··· Supplied material ···

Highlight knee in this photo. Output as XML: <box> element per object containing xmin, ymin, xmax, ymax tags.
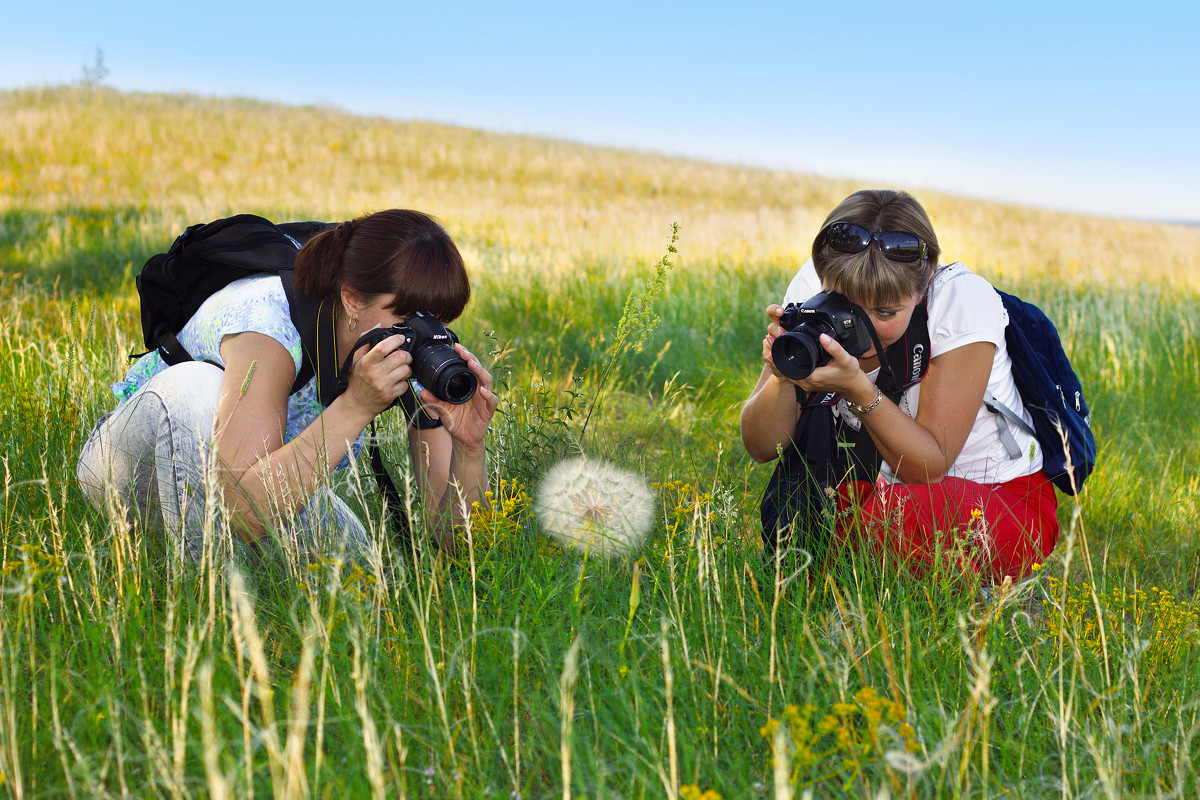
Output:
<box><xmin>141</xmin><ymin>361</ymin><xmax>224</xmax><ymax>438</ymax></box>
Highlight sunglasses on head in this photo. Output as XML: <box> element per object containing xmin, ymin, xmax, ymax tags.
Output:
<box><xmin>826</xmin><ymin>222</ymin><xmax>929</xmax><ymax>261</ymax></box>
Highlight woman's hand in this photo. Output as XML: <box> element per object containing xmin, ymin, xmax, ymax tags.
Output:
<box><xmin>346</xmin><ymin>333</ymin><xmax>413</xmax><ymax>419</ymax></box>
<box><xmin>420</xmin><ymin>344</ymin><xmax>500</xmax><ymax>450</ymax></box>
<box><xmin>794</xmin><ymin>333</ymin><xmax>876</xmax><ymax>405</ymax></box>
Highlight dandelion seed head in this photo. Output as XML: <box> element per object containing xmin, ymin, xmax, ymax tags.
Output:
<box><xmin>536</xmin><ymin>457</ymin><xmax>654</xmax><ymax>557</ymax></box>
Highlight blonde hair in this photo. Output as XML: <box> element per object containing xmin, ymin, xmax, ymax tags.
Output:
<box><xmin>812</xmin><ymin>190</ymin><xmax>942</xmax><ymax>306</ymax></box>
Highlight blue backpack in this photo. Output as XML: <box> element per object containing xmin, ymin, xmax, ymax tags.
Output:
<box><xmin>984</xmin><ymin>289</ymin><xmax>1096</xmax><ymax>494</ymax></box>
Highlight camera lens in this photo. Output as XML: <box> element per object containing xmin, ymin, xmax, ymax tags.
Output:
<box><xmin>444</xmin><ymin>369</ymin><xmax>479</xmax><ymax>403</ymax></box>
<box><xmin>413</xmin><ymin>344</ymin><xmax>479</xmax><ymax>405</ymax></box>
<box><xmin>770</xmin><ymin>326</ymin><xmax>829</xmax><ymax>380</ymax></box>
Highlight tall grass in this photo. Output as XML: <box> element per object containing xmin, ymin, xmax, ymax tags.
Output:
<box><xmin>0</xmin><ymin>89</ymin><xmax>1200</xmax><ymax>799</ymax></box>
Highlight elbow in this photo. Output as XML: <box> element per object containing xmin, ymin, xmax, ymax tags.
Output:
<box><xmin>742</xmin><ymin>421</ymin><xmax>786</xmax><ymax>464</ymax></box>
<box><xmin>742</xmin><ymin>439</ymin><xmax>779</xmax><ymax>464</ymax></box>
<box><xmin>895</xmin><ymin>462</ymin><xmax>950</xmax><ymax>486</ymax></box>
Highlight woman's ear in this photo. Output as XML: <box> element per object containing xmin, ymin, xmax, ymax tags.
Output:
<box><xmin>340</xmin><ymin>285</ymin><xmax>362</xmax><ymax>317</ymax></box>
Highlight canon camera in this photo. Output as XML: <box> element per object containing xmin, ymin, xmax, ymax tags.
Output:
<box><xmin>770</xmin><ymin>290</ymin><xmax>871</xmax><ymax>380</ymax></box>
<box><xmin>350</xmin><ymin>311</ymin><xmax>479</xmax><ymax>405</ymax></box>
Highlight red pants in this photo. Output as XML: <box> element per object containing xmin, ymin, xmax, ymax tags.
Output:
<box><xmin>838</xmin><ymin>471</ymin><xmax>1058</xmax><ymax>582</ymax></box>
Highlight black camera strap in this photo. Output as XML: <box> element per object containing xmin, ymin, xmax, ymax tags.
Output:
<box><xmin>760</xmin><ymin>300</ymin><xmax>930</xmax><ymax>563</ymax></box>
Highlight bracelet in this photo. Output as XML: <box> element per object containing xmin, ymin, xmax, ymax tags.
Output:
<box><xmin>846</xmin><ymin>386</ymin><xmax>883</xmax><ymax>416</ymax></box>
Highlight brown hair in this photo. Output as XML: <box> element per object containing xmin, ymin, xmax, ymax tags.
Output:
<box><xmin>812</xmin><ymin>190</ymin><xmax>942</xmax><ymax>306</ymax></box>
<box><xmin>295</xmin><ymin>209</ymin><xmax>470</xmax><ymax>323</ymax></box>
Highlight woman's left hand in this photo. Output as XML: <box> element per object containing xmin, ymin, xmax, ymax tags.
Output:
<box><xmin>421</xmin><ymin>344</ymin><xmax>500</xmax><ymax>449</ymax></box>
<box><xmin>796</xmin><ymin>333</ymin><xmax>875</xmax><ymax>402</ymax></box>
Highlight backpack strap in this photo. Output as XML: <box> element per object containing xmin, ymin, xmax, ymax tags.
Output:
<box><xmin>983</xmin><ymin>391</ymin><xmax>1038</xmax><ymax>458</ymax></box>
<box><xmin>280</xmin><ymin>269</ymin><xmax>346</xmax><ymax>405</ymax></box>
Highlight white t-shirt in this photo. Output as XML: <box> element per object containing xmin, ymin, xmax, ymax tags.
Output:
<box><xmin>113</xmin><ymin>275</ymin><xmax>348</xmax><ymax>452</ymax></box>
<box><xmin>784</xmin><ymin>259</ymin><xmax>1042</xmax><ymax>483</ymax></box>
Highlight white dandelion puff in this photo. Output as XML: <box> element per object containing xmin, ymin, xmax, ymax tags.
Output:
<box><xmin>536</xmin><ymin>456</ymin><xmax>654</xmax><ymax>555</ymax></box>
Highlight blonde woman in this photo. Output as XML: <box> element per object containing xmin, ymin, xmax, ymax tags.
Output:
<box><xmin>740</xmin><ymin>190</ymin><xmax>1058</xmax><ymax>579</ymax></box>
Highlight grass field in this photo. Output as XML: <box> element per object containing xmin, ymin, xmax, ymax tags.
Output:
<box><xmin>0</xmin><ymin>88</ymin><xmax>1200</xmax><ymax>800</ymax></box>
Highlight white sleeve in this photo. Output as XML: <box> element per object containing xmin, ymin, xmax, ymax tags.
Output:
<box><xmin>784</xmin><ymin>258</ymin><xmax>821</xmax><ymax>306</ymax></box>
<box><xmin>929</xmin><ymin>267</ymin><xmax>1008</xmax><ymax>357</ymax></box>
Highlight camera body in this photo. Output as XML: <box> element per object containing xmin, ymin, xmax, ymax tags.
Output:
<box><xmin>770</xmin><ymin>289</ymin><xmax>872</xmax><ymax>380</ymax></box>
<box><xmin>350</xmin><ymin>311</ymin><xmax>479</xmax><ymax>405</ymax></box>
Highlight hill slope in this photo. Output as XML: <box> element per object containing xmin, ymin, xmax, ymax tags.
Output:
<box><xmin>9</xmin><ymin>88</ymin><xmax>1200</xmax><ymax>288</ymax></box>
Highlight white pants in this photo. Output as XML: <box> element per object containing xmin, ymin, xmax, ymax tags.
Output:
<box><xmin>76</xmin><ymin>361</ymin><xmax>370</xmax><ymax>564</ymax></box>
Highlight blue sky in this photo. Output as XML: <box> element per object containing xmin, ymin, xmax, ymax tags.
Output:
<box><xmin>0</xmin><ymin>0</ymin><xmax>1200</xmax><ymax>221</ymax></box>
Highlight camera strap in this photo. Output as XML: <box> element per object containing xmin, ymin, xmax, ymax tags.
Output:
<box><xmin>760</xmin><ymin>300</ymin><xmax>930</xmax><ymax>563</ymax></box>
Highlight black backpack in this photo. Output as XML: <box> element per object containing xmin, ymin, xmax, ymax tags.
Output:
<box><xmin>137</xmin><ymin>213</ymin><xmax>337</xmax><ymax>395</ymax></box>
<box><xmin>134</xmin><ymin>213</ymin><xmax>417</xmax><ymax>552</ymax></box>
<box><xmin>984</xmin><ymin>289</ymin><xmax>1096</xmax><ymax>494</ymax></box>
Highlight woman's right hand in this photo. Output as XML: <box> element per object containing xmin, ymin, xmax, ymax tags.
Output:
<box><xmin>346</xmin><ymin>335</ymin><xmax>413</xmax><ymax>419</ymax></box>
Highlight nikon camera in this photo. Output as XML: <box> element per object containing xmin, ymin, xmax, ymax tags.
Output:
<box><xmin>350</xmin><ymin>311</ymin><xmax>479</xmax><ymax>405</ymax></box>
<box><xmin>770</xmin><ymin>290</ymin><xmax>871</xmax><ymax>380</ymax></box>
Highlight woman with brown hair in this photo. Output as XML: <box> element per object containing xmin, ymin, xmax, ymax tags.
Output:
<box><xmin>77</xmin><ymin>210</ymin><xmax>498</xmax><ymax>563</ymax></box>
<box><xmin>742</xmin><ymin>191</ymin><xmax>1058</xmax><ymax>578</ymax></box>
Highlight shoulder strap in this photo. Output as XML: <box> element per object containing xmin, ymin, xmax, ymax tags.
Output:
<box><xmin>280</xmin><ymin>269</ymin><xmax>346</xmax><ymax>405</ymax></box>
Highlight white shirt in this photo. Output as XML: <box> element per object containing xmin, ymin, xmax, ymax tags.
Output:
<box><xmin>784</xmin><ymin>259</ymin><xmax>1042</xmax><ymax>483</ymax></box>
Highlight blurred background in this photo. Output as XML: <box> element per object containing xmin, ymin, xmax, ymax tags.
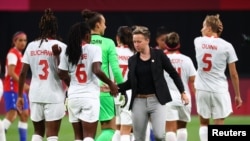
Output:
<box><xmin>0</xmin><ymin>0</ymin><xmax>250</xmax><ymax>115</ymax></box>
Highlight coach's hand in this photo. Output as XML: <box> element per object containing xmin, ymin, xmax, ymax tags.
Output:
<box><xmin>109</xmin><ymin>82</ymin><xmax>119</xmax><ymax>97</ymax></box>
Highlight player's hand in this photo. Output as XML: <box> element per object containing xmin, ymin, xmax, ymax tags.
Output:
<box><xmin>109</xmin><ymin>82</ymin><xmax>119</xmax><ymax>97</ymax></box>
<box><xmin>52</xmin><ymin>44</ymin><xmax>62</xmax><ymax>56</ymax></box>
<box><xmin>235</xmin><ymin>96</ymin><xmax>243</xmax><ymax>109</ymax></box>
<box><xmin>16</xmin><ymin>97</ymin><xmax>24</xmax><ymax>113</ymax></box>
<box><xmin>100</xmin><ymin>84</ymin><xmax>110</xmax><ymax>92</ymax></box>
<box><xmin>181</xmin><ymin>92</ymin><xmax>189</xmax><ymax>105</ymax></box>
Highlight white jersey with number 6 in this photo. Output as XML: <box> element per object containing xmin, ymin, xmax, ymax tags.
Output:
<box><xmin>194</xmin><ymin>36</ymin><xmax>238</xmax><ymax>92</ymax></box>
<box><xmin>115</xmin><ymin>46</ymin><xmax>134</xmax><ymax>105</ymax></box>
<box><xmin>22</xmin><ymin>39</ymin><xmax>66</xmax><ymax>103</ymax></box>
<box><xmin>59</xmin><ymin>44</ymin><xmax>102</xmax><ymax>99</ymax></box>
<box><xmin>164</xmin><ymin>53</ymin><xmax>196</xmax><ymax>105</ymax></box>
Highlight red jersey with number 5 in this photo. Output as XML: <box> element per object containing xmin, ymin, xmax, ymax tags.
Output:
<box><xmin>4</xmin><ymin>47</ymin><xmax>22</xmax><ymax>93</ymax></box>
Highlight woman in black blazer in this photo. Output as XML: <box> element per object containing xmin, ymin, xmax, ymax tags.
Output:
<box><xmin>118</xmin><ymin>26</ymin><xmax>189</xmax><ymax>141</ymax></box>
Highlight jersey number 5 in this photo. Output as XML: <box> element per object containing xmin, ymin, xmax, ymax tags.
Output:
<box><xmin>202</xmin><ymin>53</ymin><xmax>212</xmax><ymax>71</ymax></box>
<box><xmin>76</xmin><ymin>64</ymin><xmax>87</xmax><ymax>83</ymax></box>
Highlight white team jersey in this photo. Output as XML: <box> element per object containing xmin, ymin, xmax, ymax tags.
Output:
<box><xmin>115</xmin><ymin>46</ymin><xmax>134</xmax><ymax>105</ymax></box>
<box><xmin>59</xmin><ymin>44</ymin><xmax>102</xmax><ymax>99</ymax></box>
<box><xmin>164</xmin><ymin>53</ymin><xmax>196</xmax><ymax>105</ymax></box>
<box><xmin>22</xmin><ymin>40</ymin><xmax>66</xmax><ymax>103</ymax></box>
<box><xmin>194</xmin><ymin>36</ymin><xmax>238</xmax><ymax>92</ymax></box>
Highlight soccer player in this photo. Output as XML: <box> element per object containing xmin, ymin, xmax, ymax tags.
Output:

···

* Set problem *
Look above for the line that holds "Highlight white jersey", then copy it and each line after it exactly, through the last line of the data.

* Full solution *
Highlight white jersey with number 6 in this photo. Output as XML: <box> element per object containing xmin, ymin, xmax, ymax tags.
Output:
<box><xmin>194</xmin><ymin>36</ymin><xmax>238</xmax><ymax>92</ymax></box>
<box><xmin>115</xmin><ymin>46</ymin><xmax>134</xmax><ymax>105</ymax></box>
<box><xmin>22</xmin><ymin>39</ymin><xmax>66</xmax><ymax>103</ymax></box>
<box><xmin>59</xmin><ymin>44</ymin><xmax>102</xmax><ymax>99</ymax></box>
<box><xmin>164</xmin><ymin>53</ymin><xmax>196</xmax><ymax>105</ymax></box>
Highlight red jersey with number 5 in this photo. Output as XML: <box> element per object containing xmin, ymin, xmax, ymax tags.
Output:
<box><xmin>4</xmin><ymin>47</ymin><xmax>22</xmax><ymax>93</ymax></box>
Highlight woman in black blazer in this photo. Output as XML: <box> element per object containing xmin, ymin, xmax, ymax tags.
Output:
<box><xmin>118</xmin><ymin>26</ymin><xmax>189</xmax><ymax>141</ymax></box>
Highlight jersey number 5 in this photo. Output as XML: <box> element per object containing xmin, ymin, xmax, ymax tags.
Output:
<box><xmin>202</xmin><ymin>53</ymin><xmax>212</xmax><ymax>71</ymax></box>
<box><xmin>76</xmin><ymin>64</ymin><xmax>87</xmax><ymax>83</ymax></box>
Highlight white team jersey in this photo. Output as XML: <box> element per object containing xmin, ymin, xmax, ymax tags.
Output:
<box><xmin>115</xmin><ymin>46</ymin><xmax>134</xmax><ymax>105</ymax></box>
<box><xmin>59</xmin><ymin>44</ymin><xmax>102</xmax><ymax>99</ymax></box>
<box><xmin>164</xmin><ymin>53</ymin><xmax>196</xmax><ymax>105</ymax></box>
<box><xmin>22</xmin><ymin>40</ymin><xmax>66</xmax><ymax>103</ymax></box>
<box><xmin>194</xmin><ymin>36</ymin><xmax>238</xmax><ymax>92</ymax></box>
Highlight soccer player in this photo. Output as XML: <box> element per object containing xmin, ymin, xmax, ymax tags.
Output:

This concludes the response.